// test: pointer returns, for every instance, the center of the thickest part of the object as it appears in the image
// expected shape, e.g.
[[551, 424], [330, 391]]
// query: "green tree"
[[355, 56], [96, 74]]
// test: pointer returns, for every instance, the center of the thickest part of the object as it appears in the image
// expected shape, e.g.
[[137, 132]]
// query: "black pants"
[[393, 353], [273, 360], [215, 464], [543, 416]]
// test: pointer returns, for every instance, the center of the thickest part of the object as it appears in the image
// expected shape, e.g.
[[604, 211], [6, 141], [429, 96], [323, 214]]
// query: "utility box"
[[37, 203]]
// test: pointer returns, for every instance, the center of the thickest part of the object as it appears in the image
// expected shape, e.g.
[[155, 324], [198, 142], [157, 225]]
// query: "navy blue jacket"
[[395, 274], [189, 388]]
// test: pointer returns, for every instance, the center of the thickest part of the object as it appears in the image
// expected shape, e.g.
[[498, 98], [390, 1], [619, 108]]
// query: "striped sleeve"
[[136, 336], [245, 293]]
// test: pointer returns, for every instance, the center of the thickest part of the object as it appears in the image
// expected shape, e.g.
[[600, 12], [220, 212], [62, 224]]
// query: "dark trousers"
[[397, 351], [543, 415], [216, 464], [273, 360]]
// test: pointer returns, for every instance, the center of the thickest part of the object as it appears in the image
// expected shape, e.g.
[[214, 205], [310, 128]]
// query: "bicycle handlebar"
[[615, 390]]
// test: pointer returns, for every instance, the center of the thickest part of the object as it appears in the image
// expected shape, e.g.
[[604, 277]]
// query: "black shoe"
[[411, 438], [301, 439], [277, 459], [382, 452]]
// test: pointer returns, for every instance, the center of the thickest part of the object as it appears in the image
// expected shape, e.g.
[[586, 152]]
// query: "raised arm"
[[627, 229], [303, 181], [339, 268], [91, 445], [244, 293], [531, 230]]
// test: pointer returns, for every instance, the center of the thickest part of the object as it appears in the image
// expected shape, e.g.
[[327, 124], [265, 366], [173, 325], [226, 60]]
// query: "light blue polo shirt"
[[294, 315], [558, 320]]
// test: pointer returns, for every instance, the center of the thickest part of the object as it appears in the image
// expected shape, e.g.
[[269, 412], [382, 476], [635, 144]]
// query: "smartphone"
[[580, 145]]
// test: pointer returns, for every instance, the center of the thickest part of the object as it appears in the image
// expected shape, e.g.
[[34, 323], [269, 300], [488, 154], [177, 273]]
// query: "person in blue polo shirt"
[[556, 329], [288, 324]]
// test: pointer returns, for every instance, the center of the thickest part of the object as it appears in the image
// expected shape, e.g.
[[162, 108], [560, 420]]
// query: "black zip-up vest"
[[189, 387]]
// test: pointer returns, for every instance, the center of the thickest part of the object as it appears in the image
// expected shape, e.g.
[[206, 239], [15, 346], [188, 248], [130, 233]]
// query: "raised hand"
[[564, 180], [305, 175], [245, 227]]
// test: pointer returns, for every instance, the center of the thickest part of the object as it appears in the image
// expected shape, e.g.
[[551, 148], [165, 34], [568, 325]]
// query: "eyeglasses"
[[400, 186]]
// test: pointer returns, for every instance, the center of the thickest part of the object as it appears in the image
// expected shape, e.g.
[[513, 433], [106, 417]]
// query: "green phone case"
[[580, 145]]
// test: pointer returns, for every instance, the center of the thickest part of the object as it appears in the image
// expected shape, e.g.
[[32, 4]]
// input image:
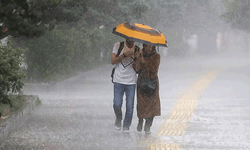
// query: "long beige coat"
[[148, 107]]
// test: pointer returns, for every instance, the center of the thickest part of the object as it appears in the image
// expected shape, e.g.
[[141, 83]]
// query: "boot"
[[140, 124]]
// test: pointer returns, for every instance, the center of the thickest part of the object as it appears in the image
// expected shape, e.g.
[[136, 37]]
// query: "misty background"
[[65, 37]]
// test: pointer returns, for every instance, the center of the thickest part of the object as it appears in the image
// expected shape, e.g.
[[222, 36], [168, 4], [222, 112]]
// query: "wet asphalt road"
[[205, 105]]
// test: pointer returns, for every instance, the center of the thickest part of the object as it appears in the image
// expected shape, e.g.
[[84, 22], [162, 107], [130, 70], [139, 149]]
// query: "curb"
[[14, 122]]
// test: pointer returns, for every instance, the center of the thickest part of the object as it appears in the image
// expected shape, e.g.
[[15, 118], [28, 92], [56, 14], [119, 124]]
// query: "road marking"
[[176, 123]]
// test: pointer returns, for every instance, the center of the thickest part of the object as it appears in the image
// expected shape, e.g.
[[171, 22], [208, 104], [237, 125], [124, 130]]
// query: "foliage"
[[32, 18], [11, 74], [237, 14], [48, 57]]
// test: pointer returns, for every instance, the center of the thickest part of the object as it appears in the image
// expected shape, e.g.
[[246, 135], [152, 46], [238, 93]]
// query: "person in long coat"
[[146, 64]]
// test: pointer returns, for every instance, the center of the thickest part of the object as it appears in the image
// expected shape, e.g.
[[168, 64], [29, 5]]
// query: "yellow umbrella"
[[140, 33]]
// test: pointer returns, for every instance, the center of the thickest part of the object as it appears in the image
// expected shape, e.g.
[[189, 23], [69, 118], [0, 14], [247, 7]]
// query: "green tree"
[[237, 14], [32, 18], [11, 74]]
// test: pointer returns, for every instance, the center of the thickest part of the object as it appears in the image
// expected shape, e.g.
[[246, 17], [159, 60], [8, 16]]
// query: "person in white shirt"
[[124, 80]]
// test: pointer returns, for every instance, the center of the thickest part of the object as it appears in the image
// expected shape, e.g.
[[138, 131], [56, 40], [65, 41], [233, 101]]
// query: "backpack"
[[118, 53]]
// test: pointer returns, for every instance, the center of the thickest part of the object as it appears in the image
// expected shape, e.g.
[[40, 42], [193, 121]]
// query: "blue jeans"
[[119, 90]]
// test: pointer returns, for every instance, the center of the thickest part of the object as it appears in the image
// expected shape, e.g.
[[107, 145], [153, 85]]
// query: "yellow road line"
[[176, 123]]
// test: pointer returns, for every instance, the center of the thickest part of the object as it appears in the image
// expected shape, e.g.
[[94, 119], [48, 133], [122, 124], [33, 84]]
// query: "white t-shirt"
[[124, 72]]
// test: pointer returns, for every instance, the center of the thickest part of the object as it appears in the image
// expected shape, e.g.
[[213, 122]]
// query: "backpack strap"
[[120, 48]]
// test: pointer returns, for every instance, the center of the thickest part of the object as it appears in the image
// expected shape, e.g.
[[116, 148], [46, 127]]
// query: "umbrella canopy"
[[140, 33]]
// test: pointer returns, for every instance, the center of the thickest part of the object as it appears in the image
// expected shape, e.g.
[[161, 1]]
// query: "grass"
[[17, 102]]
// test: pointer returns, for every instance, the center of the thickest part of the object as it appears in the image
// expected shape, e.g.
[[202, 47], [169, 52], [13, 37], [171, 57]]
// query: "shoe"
[[125, 129], [139, 126], [118, 125], [148, 132]]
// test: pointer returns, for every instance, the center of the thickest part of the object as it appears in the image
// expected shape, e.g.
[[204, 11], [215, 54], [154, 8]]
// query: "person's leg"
[[140, 124], [148, 124], [117, 103], [130, 94]]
-------------------------
* Directive: Without the pictures, return the entries exactly as they appear.

* Written solution:
// test: pointer returns, for every instance, the center of the thickest part of the object as it appears in the image
// expected shape, e.g.
[[551, 424], [330, 391]]
// query: "green tree"
[[355, 56], [96, 74]]
// test: pointer returns, for every instance, the center of the thickest part of the object as it appears in the image
// expected shape, e.g.
[[137, 132]]
// query: "black pants"
[[393, 353], [273, 360], [215, 464], [543, 416]]
// test: pointer returns, for every instance, the center of the thickest part of the object as it appears in the image
// expected shape, e.g.
[[604, 211], [6, 141], [429, 96], [323, 214]]
// query: "utility box"
[[37, 203]]
// test: pointer returns, for every instance, the center of the thickest part of the object as it appears in the image
// expected shape, e.g.
[[155, 324], [198, 142], [157, 225]]
// query: "navy blue jacket"
[[395, 274], [189, 388]]
// test: pointer returns, for every instance, the center of the thickest part of the object as it appears in the image
// expected shape, e.g.
[[498, 98], [390, 1], [619, 108]]
// query: "striped sleeve"
[[136, 336], [245, 293]]
// test: pointer returns, for every instance, the center of the thickest part of the object as it appears in the image
// expected shape, e.g.
[[600, 12], [220, 212], [62, 224]]
// query: "dark trousers"
[[397, 351], [543, 415], [216, 464], [273, 360]]
// test: pointer returns, for every instance, the center of the thickest part of the object as it appears in the image
// expected shape, e.g.
[[214, 205], [310, 128]]
// query: "bicycle handlebar"
[[615, 390]]
// test: pointer returns, for every instance, the center of the thickest part of the object as it appears in the image
// expected shape, e.g.
[[604, 277]]
// query: "black shoe"
[[411, 438], [301, 439], [277, 459], [382, 452]]
// test: pointer returns, for every instance, the center of the thickest part of the object as it appears in the image
// expected shape, e.g.
[[586, 152]]
// query: "raised arm"
[[627, 229], [303, 181], [339, 268], [91, 445], [244, 293], [531, 230]]
// test: pointer returns, for every instance, the center of the thickest part of the object as it appears in the image
// expected shape, e.g.
[[327, 124], [265, 366], [173, 325], [226, 60]]
// query: "light blue polo shirt"
[[294, 315], [558, 320]]
// test: pointer returns, for every instance, the center of the thickest part of the object as it appears in the image
// expected shape, e.g.
[[269, 412], [382, 476], [635, 144]]
// query: "smartphone"
[[580, 145]]
// test: pointer returns, for every instance, the center of the thickest part of the object as it appears in the image
// expected shape, e.g.
[[34, 323], [269, 300], [488, 154], [177, 273]]
// query: "person in blue polo shirt"
[[556, 329], [288, 324]]
// test: pointer returns, for every instance, the center of the thickest part of the object as it appears in the image
// expected shape, e.g.
[[162, 108], [560, 420]]
// query: "black zip-up vest"
[[189, 387]]
// test: pointer returns, for every instance, the center of the thickest part of the object as it appears in the image
// expected shape, e.g.
[[206, 239], [15, 346], [188, 248], [130, 233]]
// query: "raised hand"
[[564, 180], [305, 175], [245, 227]]
// test: pointer returns, for every instance, the center of the thickest part of the object as it appears in the image
// expected shape, e.g.
[[551, 148], [165, 34], [568, 325]]
// query: "eyeglasses"
[[400, 186]]
// test: pointer returns, for every instance, the center of the thickest part of the object as it appears in the image
// expected shape, e.g.
[[513, 433], [106, 417]]
// query: "green phone case"
[[580, 145]]
// test: pointer returns, for every instance, the center of the thickest part of the object as it appears in the image
// expected shape, e.g.
[[32, 4]]
// input image:
// query: "long beige coat"
[[148, 107]]
// test: pointer returns, for every instance, the center of the thickest part of the object as it appears in the image
// expected shape, e.g.
[[141, 83]]
// query: "boot"
[[140, 124]]
// test: pointer returns, for every instance, the center of the thickest part of the object as it appears in the image
// expected shape, e.g.
[[136, 37]]
// query: "misty background"
[[65, 37]]
// test: pointer returns, for every instance, the center of the thickest part of the object as it appears in the image
// expected shape, e.g.
[[222, 36], [168, 4], [222, 112]]
// query: "wet asphalt road"
[[205, 105]]
// test: pointer returns, for every instance, the center of the thickest part of the object as it appears in the image
// expected shape, e.g.
[[84, 22], [162, 107], [130, 70], [139, 149]]
// query: "curb"
[[14, 122]]
// test: pointer returns, for every instance, the center of the thickest part of the object as it appears in the image
// expected shape, e.g.
[[15, 118], [28, 92], [56, 14], [119, 124]]
// query: "road marking"
[[176, 123]]
// test: pointer returns, for every instance, the center of the thickest part of the object as it appears in the image
// expected shape, e.g.
[[171, 22], [208, 104], [237, 125], [124, 130]]
// query: "foliage"
[[32, 18], [11, 74], [237, 14], [48, 57]]
// test: pointer returns, for every instance, the center of the thickest part of the object as it appears in the image
// expected shape, e.g.
[[246, 135], [152, 46], [238, 93]]
// query: "person in long coat"
[[146, 64]]
// test: pointer returns, for every instance, the center of the thickest part of the object as it appears in the image
// expected shape, e.g.
[[168, 64], [29, 5]]
// query: "yellow umbrella"
[[140, 33]]
// test: pointer returns, for every instance, the center of the thickest part of the object as it appears in the image
// expected shape, e.g.
[[189, 23], [69, 118], [0, 14], [247, 7]]
// query: "green tree"
[[237, 14], [32, 18], [11, 74]]
// test: pointer returns, for every instance, the center of the thickest part of the object as it appears in the image
// expected shape, e.g.
[[246, 17], [159, 60], [8, 16]]
// query: "person in white shirt"
[[124, 80]]
// test: pointer returns, for every instance, the center of the thickest part of the object as it appears in the image
// expected shape, e.g.
[[138, 131], [56, 40], [65, 41], [233, 101]]
// query: "backpack"
[[118, 53]]
// test: pointer returns, for every instance, the center of the thickest part of the object as it appears in the image
// expected shape, e.g.
[[40, 42], [193, 121]]
// query: "blue jeans"
[[119, 90]]
// test: pointer returns, for every instance, the center of the thickest part of the object as it appears in the image
// expected shape, e.g.
[[107, 145], [153, 85]]
// query: "yellow road line"
[[176, 123]]
// test: pointer returns, for every instance, the center of the thickest part of the object as it appears in the image
// expected shape, e.g.
[[94, 119], [48, 133], [122, 124], [33, 84]]
// query: "white t-shirt"
[[124, 72]]
// test: pointer returns, for every instance, the center of the thickest part of the object as it appears in the image
// expected shape, e.g.
[[213, 122]]
// query: "backpack strap"
[[120, 48]]
// test: pointer returns, for every instance, the center of the thickest part of the object as it appears in the image
// expected shape, e.g.
[[116, 148], [46, 127]]
// query: "umbrella canopy"
[[140, 33]]
// test: pointer returns, for every instance, the center of the thickest part of the object as it appears in the image
// expected shape, e.g.
[[161, 1]]
// query: "grass"
[[17, 102]]
// test: pointer returns, for every instance, the center of the thickest part of the object as it appears in the image
// expected shape, e.g.
[[202, 47], [169, 52], [13, 37], [171, 57]]
// query: "shoe"
[[125, 129], [139, 126], [118, 125], [148, 132]]
// test: pointer returns, for every instance, the center of the thickest part of the object as it appears in the image
// expected shape, e.g.
[[204, 11], [215, 54], [154, 8]]
// query: "person's leg"
[[140, 124], [148, 124], [117, 103], [130, 94]]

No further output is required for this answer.